▶ _TASK TO COMPLETE_:
Your response should be the complete listing, copied exactly.
[MATERIAL FOR THIS TASK — start]
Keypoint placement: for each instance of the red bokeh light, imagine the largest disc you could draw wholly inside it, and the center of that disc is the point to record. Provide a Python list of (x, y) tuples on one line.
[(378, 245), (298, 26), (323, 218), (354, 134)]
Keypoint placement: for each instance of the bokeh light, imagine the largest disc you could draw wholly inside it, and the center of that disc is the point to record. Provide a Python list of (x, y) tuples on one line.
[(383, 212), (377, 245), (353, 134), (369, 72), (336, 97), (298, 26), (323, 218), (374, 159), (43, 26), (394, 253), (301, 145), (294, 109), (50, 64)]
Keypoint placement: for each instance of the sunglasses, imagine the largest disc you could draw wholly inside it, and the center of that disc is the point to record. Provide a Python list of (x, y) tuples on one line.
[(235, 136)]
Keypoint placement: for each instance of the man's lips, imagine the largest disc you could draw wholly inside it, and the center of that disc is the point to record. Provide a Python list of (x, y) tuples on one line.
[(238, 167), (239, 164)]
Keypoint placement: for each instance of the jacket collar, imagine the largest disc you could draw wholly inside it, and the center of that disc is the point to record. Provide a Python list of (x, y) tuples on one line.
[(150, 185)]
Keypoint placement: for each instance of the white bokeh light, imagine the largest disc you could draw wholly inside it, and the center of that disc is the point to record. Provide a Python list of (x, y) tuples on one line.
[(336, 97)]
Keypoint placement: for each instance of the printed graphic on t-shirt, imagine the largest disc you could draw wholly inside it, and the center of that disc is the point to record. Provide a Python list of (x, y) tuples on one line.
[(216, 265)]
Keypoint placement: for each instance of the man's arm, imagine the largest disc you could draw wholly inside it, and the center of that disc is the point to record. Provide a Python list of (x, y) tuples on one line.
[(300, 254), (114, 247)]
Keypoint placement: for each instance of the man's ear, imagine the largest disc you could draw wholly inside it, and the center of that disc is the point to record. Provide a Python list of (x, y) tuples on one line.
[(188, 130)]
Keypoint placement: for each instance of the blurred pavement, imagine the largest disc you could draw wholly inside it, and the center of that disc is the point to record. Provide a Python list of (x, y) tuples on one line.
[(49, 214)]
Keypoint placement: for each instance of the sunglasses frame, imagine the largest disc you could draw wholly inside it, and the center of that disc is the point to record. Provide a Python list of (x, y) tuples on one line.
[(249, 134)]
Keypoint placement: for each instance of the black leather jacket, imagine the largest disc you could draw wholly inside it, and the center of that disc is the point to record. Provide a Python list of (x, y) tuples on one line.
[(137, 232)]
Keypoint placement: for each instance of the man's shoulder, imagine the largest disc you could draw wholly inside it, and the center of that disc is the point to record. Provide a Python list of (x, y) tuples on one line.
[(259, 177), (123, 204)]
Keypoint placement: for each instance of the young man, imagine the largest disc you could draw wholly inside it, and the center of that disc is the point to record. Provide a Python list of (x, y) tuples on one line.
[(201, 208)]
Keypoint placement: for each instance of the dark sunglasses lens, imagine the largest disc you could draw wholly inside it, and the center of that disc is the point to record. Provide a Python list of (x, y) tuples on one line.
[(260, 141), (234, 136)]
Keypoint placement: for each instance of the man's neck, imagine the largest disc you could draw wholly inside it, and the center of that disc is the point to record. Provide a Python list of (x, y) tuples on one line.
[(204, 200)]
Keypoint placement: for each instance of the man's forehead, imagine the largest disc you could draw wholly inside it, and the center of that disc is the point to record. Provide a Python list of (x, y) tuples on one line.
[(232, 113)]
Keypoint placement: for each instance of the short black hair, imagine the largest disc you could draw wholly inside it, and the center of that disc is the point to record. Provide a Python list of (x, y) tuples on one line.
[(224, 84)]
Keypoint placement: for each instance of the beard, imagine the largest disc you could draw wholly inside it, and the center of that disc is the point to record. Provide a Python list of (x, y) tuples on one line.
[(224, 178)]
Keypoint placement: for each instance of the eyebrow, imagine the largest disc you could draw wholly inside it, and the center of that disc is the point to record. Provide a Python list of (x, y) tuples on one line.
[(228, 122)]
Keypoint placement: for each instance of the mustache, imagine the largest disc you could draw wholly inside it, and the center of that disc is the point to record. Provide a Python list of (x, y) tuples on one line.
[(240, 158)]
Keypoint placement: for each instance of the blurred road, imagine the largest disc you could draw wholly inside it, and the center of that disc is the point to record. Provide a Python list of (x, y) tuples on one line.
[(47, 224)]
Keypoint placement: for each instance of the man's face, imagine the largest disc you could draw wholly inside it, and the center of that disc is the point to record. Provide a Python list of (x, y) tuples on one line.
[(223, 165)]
[MATERIAL FOR THIS TASK — finish]
▶ _RESPONSE BELOW_:
Keypoint placement: for each instance of the red bokeh light, imagine the largest disc you could draw wholly inside it, and the center of that disc is the point to record. Provide a Python list of (x, y) tuples on one line.
[(378, 245), (298, 26), (323, 218), (354, 134)]
Keypoint placement: for each instance of the bokeh light, imagine the largest disc you could draw wholly inside it, and the center of that disc is the point to record. Provide a Python list of (x, y) tuples on one line.
[(383, 212), (377, 245), (353, 134), (369, 72), (336, 97), (298, 26), (323, 218), (374, 159), (43, 26), (394, 253), (301, 145), (294, 109), (50, 64)]
Keypoint placement: for each instance of the sunglasses, imagine the largest disc you could draw wholly inside it, and the center of that disc is the point to record. Provide a Python list of (x, y) tuples on one line.
[(235, 136)]
Keypoint placement: for each instance of the man's lips, imagine the largest disc you could draw wholly inside it, and the center of that disc is the point to record. Provide a Python list of (x, y) tuples on one line.
[(238, 167), (239, 164)]
Keypoint placement: for each instance of the jacket collar, imagine the largest disc you could draw wholly inside it, and the center of that disc is the point to record. Provide a Python list of (x, y) tuples on one line.
[(150, 185)]
Keypoint placement: for each instance of the white bokeh light, imagine the largest disc you could draw wholly inside it, and the center of that disc is the point to record. Provide a Python list of (x, y) tuples on one line.
[(336, 97)]
Keypoint placement: for each instance of the printed graphic on t-shirt, imagine the largest disc you could draw wholly inside it, and the center of that disc is the point to record. Provide a Python list of (x, y) tuples on one line.
[(216, 265)]
Keypoint placement: for each instance of the man's arm, imagine the largest disc you could draw wholly inside it, and the center of that disc is the point to record. Provide a Python list of (x, y) tuples on one line.
[(300, 254), (114, 247)]
Keypoint placement: for each instance of the man's ear, imagine the largest disc you could draw wholly inside it, and the center of that disc is the point to record. Provide a Python list of (x, y) tuples on one line.
[(188, 130)]
Keypoint placement: for each instance of the blurred pavement, imagine the largest disc you could draw wholly inside it, and the center of that disc is the point to record. Provide a Python list of (x, y) tuples on one line.
[(49, 214)]
Keypoint placement: for each instance of the sunglasses frame, imagine the largest disc you could draw wholly inside it, and the center of that disc is the point to record. Provide a Python list of (x, y) tuples on one line.
[(249, 134)]
Keypoint placement: for each instance of the black leather jacket, imagine the largest disc you could draw wholly inside it, and the center of that disc is the point to record. Provide a Python list of (x, y) tuples on one line.
[(137, 232)]
Keypoint placement: for each instance of the man's shoulder, imagine the largest disc you could draw wholly inside it, and the center of that disc is the point to record. Provide a Python list of (x, y) tuples on one line.
[(259, 177), (123, 204)]
Keypoint placement: for each instance of the young man, imagine the largest disc you could draw wholly inside it, and the center of that disc is the point to record. Provide a Python list of (x, y) tuples on one line.
[(201, 208)]
Keypoint placement: for each instance of the dark sunglasses lens, imagine the largest disc you could draw wholly inside it, and the center of that disc is the point to record. Provide a Python list of (x, y) tuples on one line.
[(260, 141), (234, 136)]
Keypoint placement: for each instance of the man's neck, imagine the largest disc you could draw wholly inside it, and the center of that disc is the point to record. Provide a Python list of (x, y) tuples on one line.
[(204, 200)]
Keypoint placement: for each instance of the man's forehead, imagine the largest disc you could draw wholly inside it, and the center of that disc is the point to record. Provide a Python list of (x, y) tuples on one line.
[(232, 113)]
Keypoint placement: for each instance of the short black hair, imagine the largest disc you could draw wholly inside it, and the center of that disc is the point to record. Provide a Python list of (x, y) tuples on one line.
[(224, 84)]
Keypoint placement: for each instance of the beard, imagine the largest disc you could draw wholly inside it, and the center of that disc is the point to record. Provide a Python list of (x, y) tuples on one line.
[(224, 178)]
Keypoint placement: for each instance of the eyebrow, imagine the largest disc you could draw wholly inside it, and the center of that disc is the point to record. Provide a Python list of (x, y) tuples on one line.
[(228, 122)]
Keypoint placement: for each instance of the mustache, imagine the largest disc you could draw wholly inside it, and the center of that disc is the point to record. Provide a Python list of (x, y) tuples on one line.
[(240, 158)]
Keypoint placement: for each instance of the blurred road, imagine the largest disc you could draw wholly inside it, and the center of that disc is the point to record. Provide a Python list of (x, y) tuples on one line.
[(47, 224)]
Keypoint placement: for each instance of the man's face, imagine the largest disc you could draw wholly inside it, and the center of that disc is the point to record. Provide a Python list of (x, y) tuples on one line.
[(223, 165)]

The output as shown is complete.